Task prompt — Reproduce only the records from the line containing "Task: point to each instance of the man's ear, a" through the end of the records, keeping each request line unchanged and shifting every coordinate number in the answers by -106.
•••
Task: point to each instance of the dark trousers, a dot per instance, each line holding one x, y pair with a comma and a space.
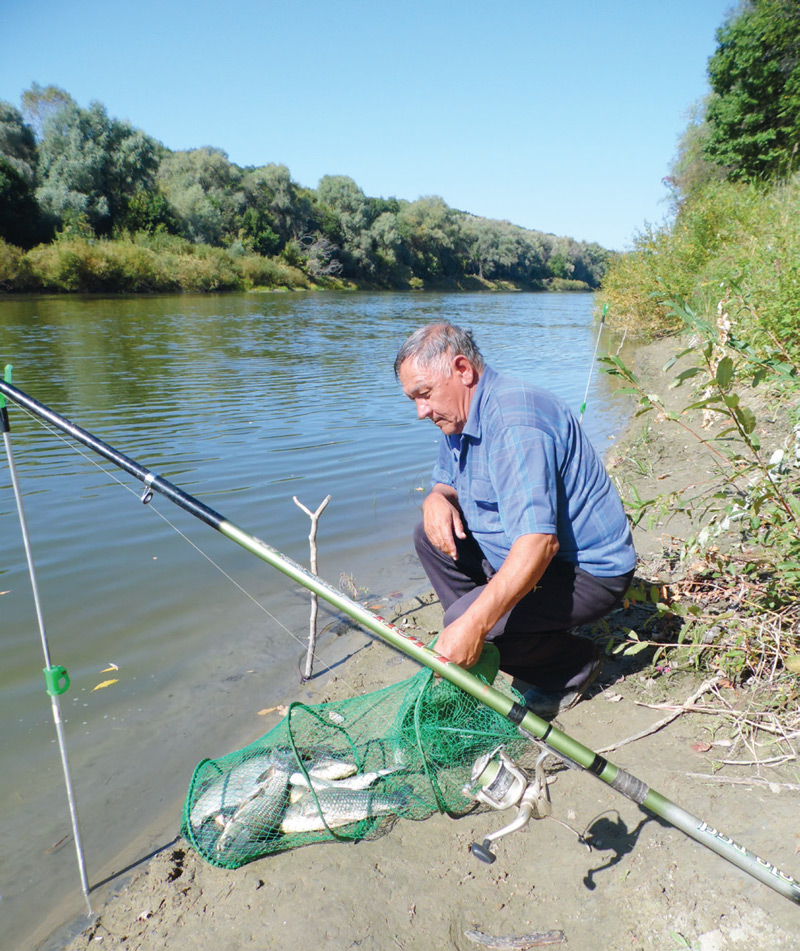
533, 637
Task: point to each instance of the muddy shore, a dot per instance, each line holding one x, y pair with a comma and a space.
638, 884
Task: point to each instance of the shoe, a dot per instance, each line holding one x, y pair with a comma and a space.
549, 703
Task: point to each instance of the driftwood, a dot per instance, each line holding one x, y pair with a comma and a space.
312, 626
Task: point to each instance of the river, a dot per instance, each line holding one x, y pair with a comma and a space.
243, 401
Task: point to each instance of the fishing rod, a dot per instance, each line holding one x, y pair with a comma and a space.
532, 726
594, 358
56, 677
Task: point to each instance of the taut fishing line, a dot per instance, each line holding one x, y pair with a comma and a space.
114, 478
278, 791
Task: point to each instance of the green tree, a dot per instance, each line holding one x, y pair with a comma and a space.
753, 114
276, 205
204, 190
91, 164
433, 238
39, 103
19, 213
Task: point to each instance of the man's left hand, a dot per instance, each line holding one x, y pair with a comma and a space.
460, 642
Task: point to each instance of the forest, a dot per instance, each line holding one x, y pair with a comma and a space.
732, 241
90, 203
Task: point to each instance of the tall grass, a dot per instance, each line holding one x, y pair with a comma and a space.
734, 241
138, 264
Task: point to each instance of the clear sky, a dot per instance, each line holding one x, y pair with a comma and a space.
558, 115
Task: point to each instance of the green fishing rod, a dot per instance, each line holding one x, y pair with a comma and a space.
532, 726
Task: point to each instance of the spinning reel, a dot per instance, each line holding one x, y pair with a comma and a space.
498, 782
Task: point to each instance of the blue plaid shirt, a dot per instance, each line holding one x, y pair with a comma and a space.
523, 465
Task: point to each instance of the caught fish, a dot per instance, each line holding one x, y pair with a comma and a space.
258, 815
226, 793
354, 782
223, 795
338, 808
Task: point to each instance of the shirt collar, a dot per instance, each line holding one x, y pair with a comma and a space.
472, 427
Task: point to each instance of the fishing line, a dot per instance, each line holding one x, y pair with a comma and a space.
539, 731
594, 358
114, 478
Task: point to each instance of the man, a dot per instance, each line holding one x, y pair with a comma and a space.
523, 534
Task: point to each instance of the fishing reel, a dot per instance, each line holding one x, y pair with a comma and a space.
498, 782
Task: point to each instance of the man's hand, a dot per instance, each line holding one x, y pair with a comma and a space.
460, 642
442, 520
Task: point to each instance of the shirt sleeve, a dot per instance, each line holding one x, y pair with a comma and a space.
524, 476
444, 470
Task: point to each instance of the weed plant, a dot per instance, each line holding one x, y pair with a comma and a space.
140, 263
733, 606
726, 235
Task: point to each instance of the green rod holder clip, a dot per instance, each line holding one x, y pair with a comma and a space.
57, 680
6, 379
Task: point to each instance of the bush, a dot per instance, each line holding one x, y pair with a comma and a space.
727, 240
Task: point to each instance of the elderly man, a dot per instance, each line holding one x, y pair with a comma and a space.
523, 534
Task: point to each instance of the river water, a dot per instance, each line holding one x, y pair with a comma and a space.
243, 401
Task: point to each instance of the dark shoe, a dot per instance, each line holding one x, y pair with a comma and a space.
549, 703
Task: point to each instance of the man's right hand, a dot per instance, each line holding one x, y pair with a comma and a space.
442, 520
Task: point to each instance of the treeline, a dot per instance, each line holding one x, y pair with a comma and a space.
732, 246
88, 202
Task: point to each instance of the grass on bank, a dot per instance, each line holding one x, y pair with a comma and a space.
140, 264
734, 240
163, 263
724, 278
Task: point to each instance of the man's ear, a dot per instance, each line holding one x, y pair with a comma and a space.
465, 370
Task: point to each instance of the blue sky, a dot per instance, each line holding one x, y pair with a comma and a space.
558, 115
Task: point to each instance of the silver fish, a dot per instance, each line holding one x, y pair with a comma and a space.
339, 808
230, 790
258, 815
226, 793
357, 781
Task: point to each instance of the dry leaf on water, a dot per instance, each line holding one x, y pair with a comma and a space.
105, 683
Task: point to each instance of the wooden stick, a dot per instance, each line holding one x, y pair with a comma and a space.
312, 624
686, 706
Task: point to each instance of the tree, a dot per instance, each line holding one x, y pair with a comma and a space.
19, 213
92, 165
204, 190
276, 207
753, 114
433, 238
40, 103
•••
Task output —
Task: point to each instance of the man's ear, a dot per instance, each line holding one x, y pair with a comma and a space.
359, 264
Task: point to each instance of the blue sky, a dot per instance, each line holding one x, y pair with a comma and a space.
452, 9
Task: point to each instance of the silver fish, a dot per instance, each line holding one x, y pair with a comma and a space.
233, 702
124, 684
152, 709
120, 687
251, 675
Task: point to each instance of the dry leaf on water, a dot per instance, each line holding one x, y pair with a comma and a space.
-1, 577
Task: point to each instance of the wooden stick, a dot per instance, each line holding one x, y pair with a comma and a space.
206, 518
580, 600
Task: point to each instance of the tree, a dot per instance, each line holding one x, y pair with a comma and a space.
-87, 107
-14, 59
98, 84
170, 101
647, 8
327, 132
-66, -3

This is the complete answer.